Stated task:
Transcribe the records that follow. Keep every word exactly, and drop the pictures.

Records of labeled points
══════════

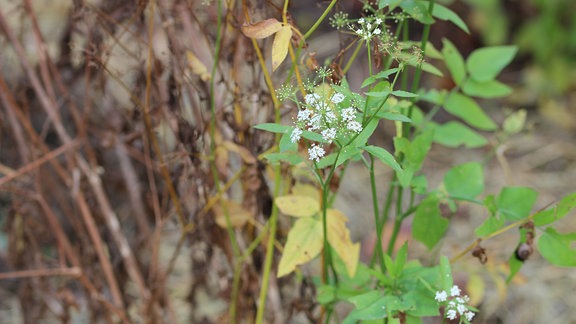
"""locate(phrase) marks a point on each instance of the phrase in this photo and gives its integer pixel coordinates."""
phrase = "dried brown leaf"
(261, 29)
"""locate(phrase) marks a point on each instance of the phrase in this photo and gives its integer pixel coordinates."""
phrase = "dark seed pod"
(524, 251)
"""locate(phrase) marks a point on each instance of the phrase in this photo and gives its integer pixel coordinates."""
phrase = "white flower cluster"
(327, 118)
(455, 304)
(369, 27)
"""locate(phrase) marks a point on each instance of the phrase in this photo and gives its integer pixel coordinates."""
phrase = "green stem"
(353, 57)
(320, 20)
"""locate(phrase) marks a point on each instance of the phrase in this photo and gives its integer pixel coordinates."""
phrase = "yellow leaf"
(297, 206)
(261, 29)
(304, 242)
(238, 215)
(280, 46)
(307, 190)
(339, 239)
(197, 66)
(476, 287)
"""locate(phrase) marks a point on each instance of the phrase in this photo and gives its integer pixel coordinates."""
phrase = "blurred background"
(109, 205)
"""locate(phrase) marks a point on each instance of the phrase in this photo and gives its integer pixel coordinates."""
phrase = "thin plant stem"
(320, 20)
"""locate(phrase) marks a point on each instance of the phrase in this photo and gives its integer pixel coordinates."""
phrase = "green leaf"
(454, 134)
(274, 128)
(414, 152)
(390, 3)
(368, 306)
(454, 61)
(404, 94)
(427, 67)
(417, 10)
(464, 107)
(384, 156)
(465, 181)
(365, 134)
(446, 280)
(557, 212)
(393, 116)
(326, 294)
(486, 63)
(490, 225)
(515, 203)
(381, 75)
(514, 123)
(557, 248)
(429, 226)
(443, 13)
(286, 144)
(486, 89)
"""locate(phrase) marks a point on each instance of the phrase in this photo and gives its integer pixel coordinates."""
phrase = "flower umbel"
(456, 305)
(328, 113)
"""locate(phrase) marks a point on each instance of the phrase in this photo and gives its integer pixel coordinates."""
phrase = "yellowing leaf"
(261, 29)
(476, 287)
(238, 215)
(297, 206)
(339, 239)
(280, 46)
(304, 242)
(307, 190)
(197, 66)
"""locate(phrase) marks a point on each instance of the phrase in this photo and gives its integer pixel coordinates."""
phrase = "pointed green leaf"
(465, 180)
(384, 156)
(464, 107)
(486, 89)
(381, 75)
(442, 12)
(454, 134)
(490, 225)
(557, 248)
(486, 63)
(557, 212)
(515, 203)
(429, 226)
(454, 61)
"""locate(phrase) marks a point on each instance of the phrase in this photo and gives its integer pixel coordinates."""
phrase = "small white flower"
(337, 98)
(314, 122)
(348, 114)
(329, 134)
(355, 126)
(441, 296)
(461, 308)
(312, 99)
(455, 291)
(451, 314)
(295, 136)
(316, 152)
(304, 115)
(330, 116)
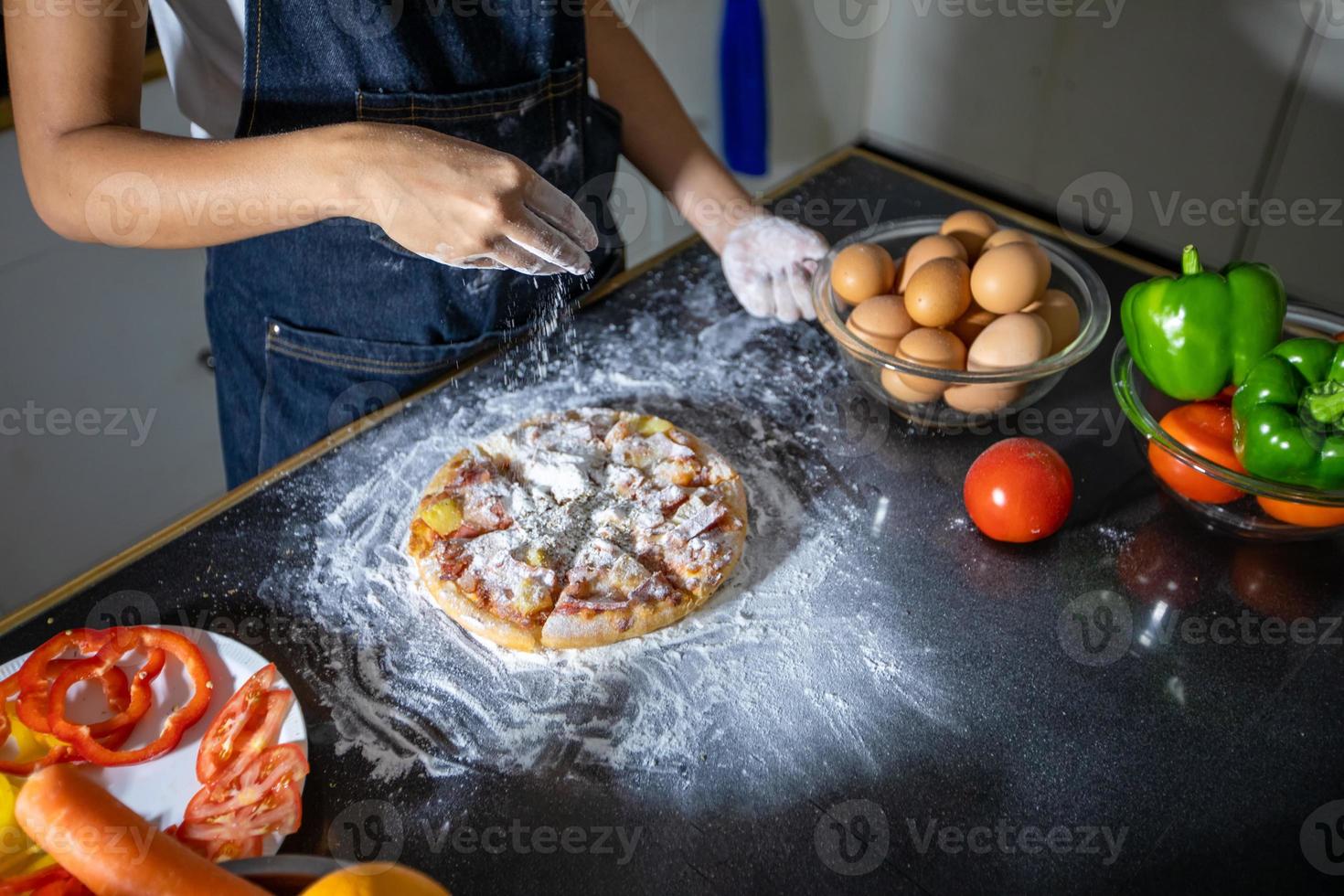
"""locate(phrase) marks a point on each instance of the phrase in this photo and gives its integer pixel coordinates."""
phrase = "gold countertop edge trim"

══════════

Response for this exercise:
"""locate(phrase) marks a point on each instance of the phrase in this photo and gives its integer pixel coordinates."""
phrase = "dried brown leaf"
(261, 29)
"""locate(phrase) marks a point on each instance of the phrase in this photo and gives its integer pixel coordinates."""
phrase = "dark seed pod"
(524, 251)
"""locate(phrase) marks a point on each instance of the phrase in this photo and gives its integer pixel coordinates."""
phrase = "white flower cluster"
(327, 118)
(455, 304)
(369, 27)
"""locate(phrase) marks a point on each instance of the phrase in this photo and gives its integer pixel coordinates."""
phrase = "green stem"
(353, 57)
(320, 20)
"""locate(phrase) marks a point on each instance of the phrase in this photo and gives its integer pixel coordinates."""
phrase = "yellow leaf"
(297, 206)
(261, 29)
(304, 242)
(238, 215)
(280, 46)
(307, 190)
(339, 239)
(197, 66)
(476, 287)
"""locate(phrase) marks a point on each instance of the phrase in this photo and gives its integer pixel coordinates."""
phrase = "blurred background"
(109, 205)
"""locate(phrase) marks a point on each instance of the phrase in this photo and gives its integer pixel coordinates."""
phrase = "thin plant stem"
(320, 20)
"""locate(phrase) marks a point on each instance of the phrase in this photo and gives its integer pixel coordinates."""
phrase = "green leaf"
(454, 134)
(274, 128)
(414, 152)
(390, 3)
(368, 306)
(454, 61)
(404, 94)
(427, 67)
(417, 10)
(464, 107)
(384, 156)
(465, 181)
(365, 134)
(446, 280)
(557, 212)
(393, 116)
(326, 294)
(486, 63)
(490, 225)
(515, 203)
(381, 75)
(514, 123)
(557, 248)
(429, 226)
(443, 13)
(286, 144)
(486, 89)
"""locate(phrase) marks a point on each instance of the phrase in this photo and gives its integer pixel coordinates."""
phrase = "flower umbel"
(456, 305)
(328, 113)
"""locate(phrase) marks a point on each instance of the phrase in this photo and gives its integer pixel coordinates."""
phrase = "yellowing leaf"
(261, 29)
(476, 287)
(238, 215)
(297, 206)
(339, 239)
(280, 46)
(304, 242)
(307, 190)
(197, 66)
"""locate(phrase) marks a point on each instance of the phrase in this photo and gives its integer pixel coordinates."""
phrase = "pointed green leaf"
(465, 180)
(384, 156)
(464, 107)
(486, 89)
(381, 75)
(442, 12)
(454, 134)
(490, 225)
(557, 248)
(486, 63)
(557, 212)
(515, 203)
(429, 226)
(454, 61)
"""locate(phrase) marks a point on each instance of the phrase in this photo and gives its integer pixel coordinates."""
phrase = "small white flower"
(337, 98)
(314, 122)
(348, 114)
(329, 134)
(355, 126)
(441, 296)
(461, 308)
(312, 99)
(455, 291)
(451, 314)
(295, 136)
(316, 152)
(304, 115)
(330, 116)
"""locate(phrase) marks a point on each instance of the phrase in this photo and gives its integer pixel coordinates."""
phrase = "gold countertop edge trim"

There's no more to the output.